Dataset entries —
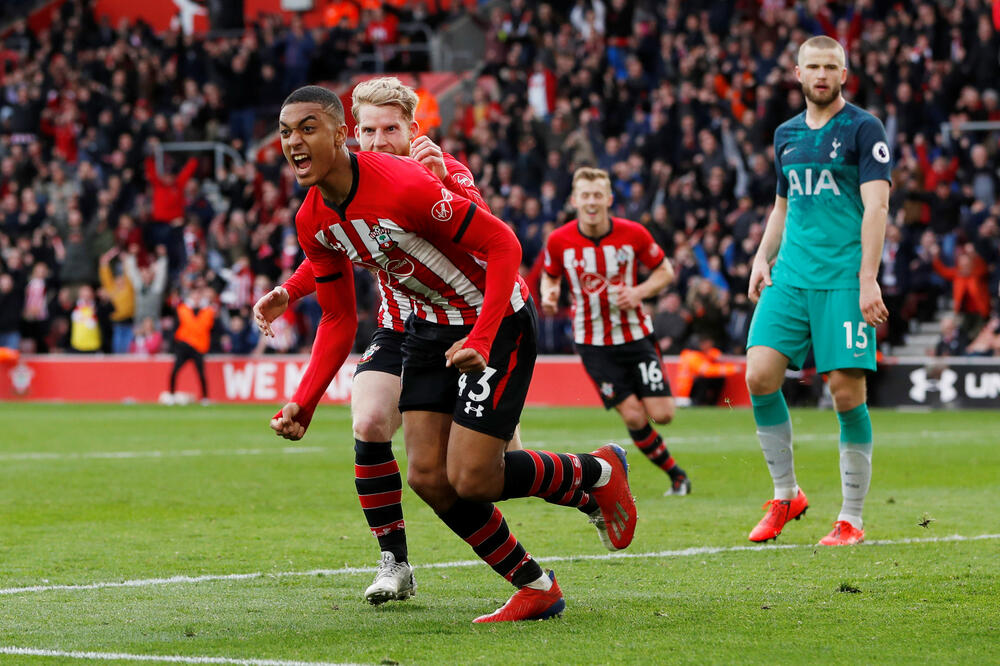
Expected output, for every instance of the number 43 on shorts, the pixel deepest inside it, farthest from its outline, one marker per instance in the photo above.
(481, 390)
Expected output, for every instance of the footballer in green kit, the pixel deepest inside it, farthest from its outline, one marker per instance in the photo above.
(814, 280)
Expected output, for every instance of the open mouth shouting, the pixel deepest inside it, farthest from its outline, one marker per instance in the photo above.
(301, 163)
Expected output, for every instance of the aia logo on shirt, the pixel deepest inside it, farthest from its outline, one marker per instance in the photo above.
(382, 237)
(442, 211)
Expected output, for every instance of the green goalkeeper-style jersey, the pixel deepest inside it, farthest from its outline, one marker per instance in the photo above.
(820, 172)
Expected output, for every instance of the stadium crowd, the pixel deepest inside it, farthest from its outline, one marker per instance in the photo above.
(677, 100)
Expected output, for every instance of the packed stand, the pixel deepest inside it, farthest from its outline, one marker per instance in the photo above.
(677, 100)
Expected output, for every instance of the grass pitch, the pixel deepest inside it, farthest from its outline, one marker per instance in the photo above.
(94, 496)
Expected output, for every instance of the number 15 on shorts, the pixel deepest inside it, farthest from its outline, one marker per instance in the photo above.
(856, 340)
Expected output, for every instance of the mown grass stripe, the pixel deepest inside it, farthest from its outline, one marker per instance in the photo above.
(170, 659)
(684, 552)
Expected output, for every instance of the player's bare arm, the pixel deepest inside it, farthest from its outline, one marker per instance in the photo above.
(269, 307)
(875, 197)
(760, 274)
(630, 298)
(550, 293)
(428, 153)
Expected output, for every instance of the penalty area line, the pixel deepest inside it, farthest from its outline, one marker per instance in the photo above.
(170, 659)
(683, 552)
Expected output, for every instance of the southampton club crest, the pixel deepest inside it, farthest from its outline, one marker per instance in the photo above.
(367, 356)
(442, 210)
(382, 237)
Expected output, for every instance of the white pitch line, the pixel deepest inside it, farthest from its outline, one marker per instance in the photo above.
(183, 453)
(172, 659)
(833, 436)
(684, 552)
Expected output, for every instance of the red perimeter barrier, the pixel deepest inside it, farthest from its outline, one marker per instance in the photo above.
(559, 381)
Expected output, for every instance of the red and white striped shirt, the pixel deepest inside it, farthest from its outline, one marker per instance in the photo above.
(432, 245)
(395, 305)
(595, 268)
(403, 224)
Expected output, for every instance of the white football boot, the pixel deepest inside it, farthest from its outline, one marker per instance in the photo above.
(393, 581)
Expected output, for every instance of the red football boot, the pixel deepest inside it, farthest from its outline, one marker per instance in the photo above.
(779, 512)
(615, 497)
(529, 604)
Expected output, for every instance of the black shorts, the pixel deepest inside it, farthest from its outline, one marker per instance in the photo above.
(384, 353)
(490, 401)
(618, 371)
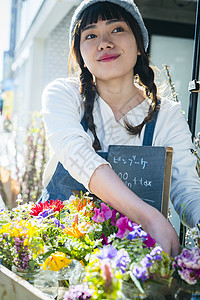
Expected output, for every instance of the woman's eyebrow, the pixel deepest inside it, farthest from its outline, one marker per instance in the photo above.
(92, 26)
(114, 21)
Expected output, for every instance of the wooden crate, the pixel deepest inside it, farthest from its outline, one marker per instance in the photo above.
(13, 287)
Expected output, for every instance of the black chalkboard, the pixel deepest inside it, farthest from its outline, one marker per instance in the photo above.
(143, 170)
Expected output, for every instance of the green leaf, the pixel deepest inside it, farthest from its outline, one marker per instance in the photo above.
(137, 283)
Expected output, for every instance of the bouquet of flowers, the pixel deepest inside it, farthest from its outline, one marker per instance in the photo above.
(97, 249)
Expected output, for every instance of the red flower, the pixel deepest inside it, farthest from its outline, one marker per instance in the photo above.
(55, 205)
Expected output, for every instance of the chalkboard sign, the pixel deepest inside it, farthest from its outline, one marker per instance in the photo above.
(146, 170)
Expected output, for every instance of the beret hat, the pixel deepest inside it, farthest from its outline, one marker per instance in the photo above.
(128, 5)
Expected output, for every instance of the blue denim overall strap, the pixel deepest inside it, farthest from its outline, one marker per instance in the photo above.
(62, 183)
(149, 129)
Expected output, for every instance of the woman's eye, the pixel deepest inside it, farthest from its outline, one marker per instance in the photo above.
(118, 29)
(90, 36)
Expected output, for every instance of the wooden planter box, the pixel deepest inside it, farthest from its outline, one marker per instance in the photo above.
(13, 287)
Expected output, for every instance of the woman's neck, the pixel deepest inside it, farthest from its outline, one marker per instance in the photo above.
(121, 96)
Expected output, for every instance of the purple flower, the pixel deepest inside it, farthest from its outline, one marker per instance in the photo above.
(113, 217)
(137, 232)
(122, 260)
(80, 292)
(58, 224)
(45, 213)
(188, 275)
(124, 226)
(108, 276)
(156, 250)
(107, 252)
(140, 273)
(188, 264)
(103, 215)
(147, 261)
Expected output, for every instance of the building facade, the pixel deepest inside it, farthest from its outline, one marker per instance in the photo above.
(39, 46)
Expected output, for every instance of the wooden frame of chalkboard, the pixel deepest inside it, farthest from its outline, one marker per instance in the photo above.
(146, 170)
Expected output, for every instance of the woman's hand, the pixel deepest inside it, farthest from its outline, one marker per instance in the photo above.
(106, 185)
(163, 232)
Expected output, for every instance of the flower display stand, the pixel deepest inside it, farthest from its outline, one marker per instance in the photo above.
(13, 287)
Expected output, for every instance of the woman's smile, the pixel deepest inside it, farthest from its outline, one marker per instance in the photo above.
(108, 57)
(109, 49)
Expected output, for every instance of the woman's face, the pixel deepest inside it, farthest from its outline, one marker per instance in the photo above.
(109, 49)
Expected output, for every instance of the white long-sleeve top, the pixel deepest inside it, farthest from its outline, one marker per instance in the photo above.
(72, 146)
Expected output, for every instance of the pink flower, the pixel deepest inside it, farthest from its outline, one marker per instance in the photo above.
(114, 216)
(149, 241)
(124, 227)
(104, 239)
(103, 215)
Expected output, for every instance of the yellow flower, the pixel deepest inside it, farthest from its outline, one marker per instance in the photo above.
(56, 261)
(74, 230)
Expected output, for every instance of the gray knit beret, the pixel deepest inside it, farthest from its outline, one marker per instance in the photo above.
(128, 5)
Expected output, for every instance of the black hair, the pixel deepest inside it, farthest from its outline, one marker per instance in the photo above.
(106, 11)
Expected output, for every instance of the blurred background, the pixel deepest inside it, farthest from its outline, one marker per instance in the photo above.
(34, 41)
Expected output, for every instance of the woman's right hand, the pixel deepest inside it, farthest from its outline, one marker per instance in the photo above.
(107, 186)
(163, 232)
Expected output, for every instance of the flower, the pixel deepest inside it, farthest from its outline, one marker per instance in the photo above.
(188, 265)
(74, 230)
(55, 205)
(108, 252)
(124, 227)
(56, 261)
(80, 291)
(104, 215)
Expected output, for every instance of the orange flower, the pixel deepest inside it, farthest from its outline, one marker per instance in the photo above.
(81, 203)
(74, 231)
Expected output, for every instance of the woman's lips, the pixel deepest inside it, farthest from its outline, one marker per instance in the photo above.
(106, 58)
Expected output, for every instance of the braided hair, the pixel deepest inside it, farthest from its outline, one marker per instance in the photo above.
(142, 69)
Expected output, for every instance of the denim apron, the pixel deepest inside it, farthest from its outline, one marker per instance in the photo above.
(62, 184)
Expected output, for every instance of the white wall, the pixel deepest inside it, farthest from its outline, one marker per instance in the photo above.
(178, 54)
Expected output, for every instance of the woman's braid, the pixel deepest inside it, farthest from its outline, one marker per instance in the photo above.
(88, 92)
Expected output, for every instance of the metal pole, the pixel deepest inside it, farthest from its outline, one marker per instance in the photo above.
(195, 74)
(193, 95)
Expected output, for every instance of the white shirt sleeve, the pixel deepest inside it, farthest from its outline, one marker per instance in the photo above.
(185, 184)
(62, 110)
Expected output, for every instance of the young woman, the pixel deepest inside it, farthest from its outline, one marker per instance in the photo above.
(105, 106)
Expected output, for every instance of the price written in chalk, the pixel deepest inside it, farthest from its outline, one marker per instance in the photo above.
(130, 161)
(131, 182)
(142, 169)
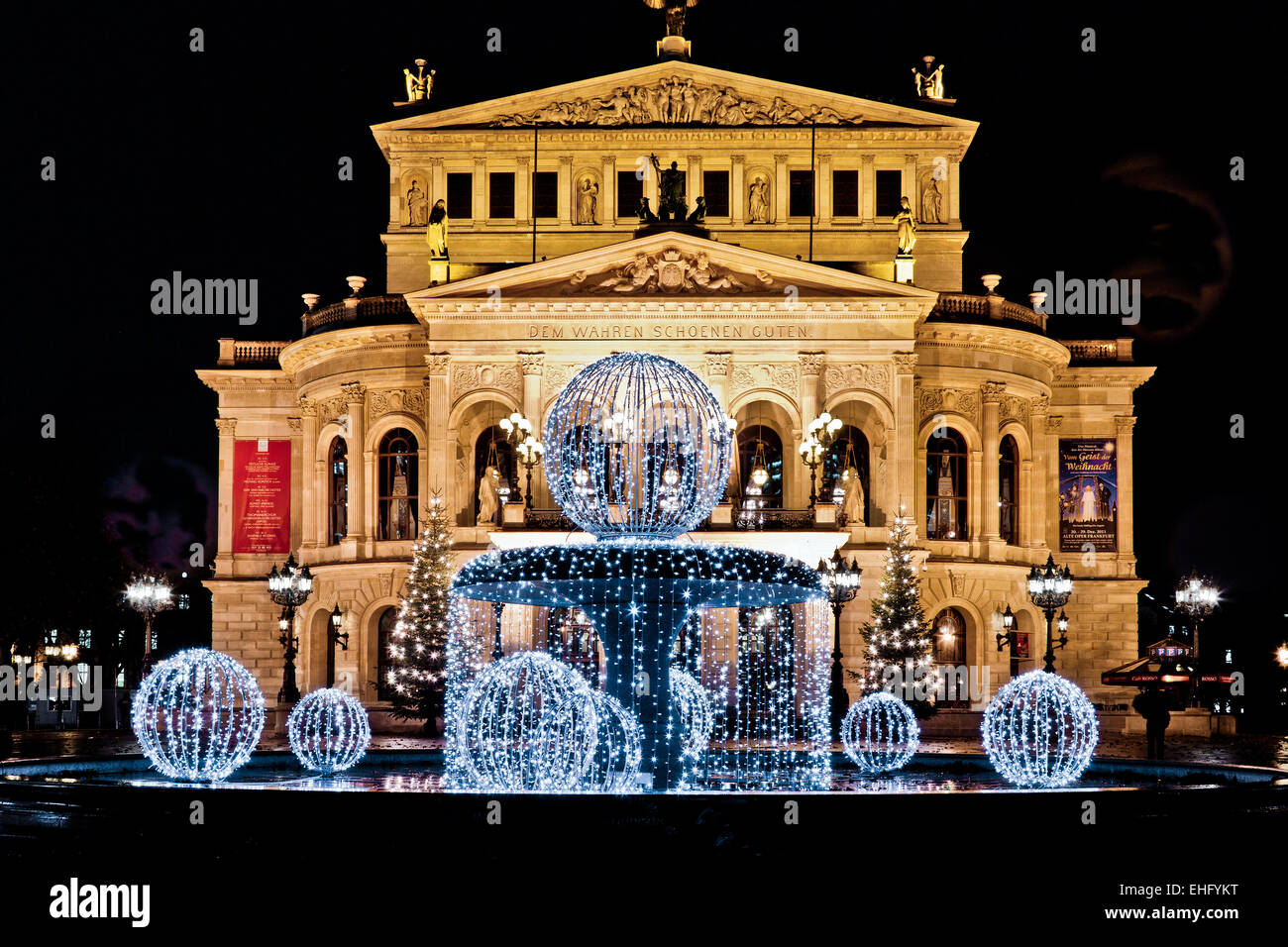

What the task requires — Write out, word for word, the lines running from the one containing "Expected output, for every instance of the white shirt" to the end of the data above; the pictures are to be left out.

Expected answer —
Expected output, for every instance of the white shirt sleeve, the pixel deepest inside it, farthest from its outline, one marker per instance in the photo above.
(185, 184)
(62, 110)
Expected output, for every instance of the young woman, the pixel deepest inside it, farthest from its outline, one marker per instance in the photo above.
(105, 106)
Expected output, for every instance of the price written in chalk, the pixel deepest inside it, farthest from its outline, one marker per instance in the photo above.
(130, 161)
(131, 182)
(142, 169)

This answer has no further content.